» Directions:
(a) Answer these questions using the text on temptation:
(i) What did a child at camp ask?
(ii) Since when has Satan been practicing his craft?
(iii) Which three things does the text name as harmed by unhealthy things?
(b) Reproduce the text on temptation from "I love watching" to "a kid-friendly manner.".
(c) Carry on the text on temptation from where it stops.

» Excerpted text:
^^^^^^^^^^^^^^^^
I love watching parents of toddlers redirect them when they
are not doing what they should or what is safe and acceptable. By removing the
temptation of the unsafe activity with an object or activity and replacing it
with another, they have changed the focus to what is a healthier, safer choice
for them. How blessed for the child whose parents take the time to do this and
explain their reasoning in a kid-friendly manner.
As God followers, we are under the care of a loving Heavenly
Father. Just because we are adults doesn’t mean that we have lost the desire to
do the things that are not healthy for our mind, body and spirit. We will always
have temptation flirting with us, because Satan’s plan is to attack a God he
cannot defeat, by winning the souls of God’s children. Last week at camp a
child asked me if it was rude to call the devil, Stupid. My response was that “stupid”
is an ugly word and it doesn’t describe the devil well at all, because he is
very smart. Satan is crafty and sneaky and learns us well so that he knows just
what to dangle in front of us. He has
been practicing his craft since the Garden of Eden, however, he only has power over us as we allow his tempting to take control of our actions. We, too, need to be redirected!
^^^^^^^^^^^^^^^^
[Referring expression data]
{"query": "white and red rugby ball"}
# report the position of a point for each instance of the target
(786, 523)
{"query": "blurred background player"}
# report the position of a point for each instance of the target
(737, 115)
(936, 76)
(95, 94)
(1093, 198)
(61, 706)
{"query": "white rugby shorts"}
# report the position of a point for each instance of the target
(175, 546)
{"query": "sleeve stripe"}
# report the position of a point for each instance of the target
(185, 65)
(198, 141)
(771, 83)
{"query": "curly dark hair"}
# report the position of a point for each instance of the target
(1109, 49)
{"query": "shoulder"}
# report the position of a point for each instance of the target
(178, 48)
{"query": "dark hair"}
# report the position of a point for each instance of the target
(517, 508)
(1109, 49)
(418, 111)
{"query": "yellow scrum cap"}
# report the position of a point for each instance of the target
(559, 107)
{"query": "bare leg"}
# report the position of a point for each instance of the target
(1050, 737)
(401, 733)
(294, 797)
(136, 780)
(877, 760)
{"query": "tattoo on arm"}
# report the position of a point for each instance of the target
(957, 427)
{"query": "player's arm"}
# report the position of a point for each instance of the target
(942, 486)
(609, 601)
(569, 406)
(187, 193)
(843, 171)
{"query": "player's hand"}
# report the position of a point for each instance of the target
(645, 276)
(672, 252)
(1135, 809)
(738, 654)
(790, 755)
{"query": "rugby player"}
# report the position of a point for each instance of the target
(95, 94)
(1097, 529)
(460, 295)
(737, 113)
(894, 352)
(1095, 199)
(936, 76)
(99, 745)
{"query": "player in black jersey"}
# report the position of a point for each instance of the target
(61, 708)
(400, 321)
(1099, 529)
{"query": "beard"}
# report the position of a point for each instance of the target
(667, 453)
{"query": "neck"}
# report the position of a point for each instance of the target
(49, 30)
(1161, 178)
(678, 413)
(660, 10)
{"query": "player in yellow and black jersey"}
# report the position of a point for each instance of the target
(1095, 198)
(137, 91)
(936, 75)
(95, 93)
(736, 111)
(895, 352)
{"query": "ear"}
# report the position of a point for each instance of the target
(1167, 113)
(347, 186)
^^^^^^^^^^^^^^^^
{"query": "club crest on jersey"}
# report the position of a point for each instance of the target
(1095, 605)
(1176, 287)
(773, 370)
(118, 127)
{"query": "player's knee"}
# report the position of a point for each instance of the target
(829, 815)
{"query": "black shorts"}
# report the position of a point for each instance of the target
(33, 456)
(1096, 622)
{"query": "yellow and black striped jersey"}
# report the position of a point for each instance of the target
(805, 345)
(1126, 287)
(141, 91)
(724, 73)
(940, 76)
^^^^^^^^^^^^^^^^
» Your responses:
(a)
(i) Whether it was rude to call the devil "Stupid."
(ii) Since the Garden of Eden.
(iii) Mind, body and spirit.

(b)
I love watching parents of toddlers redirect them when they
are not doing what they should or what is safe and acceptable. By removing the
temptation of the unsafe activity with an object or activity and replacing it
with another, they have changed the focus to what is a healthier, safer choice
for them. How blessed for the child whose parents take the time to do this and
explain their reasoning in a kid-friendly manner.

(c)
"God blesses those who patiently endure testing and temptation ...
Temptation comes from our own desires, which entice us and drag us away.
These desires give birth to sinful actions.
And when sin is allowed to grow, it gives birth to death."
Okay, let’s bring this a little closer to home because I
believe that the home is where Satan is on the prowl the most. If he can
destroy the love and respect we have for one another in our homes he will
effectively undermine the foundation upon which God built families to grow and
thrive. One of the fundamental temptations we all seem to face is that we are
primarily concerned about ourselves. As unselfish as we can be as parents, our
character seems to shift when it comes to how we treat our mate. We want to
win. We want to be right. We want to be loved first. We want to be respected
first. We want to be admired first. So much of the “love” that we give to our
spouse has conditions. Look at yourself and determine if that is where you are
in your relationship. “If he would just…”
“If she could simply…” If your actions and attitudes are determined by
what someone else is doing or saying, then your love for them is conditional
and is not pleasing to God and is truly not even love, but a contractual
relationship.
The first step in strengthening your marriage is to accept
the fact that you have selfish tendencies and you struggle to love when your
needs are not being met. That is only true if you are breathing right now. It
is something that is in our nature that can only be changed as we submit
ourselves to God, moment by moment, and allow Him to fill our needs so that we
can pour ourselves out for one another.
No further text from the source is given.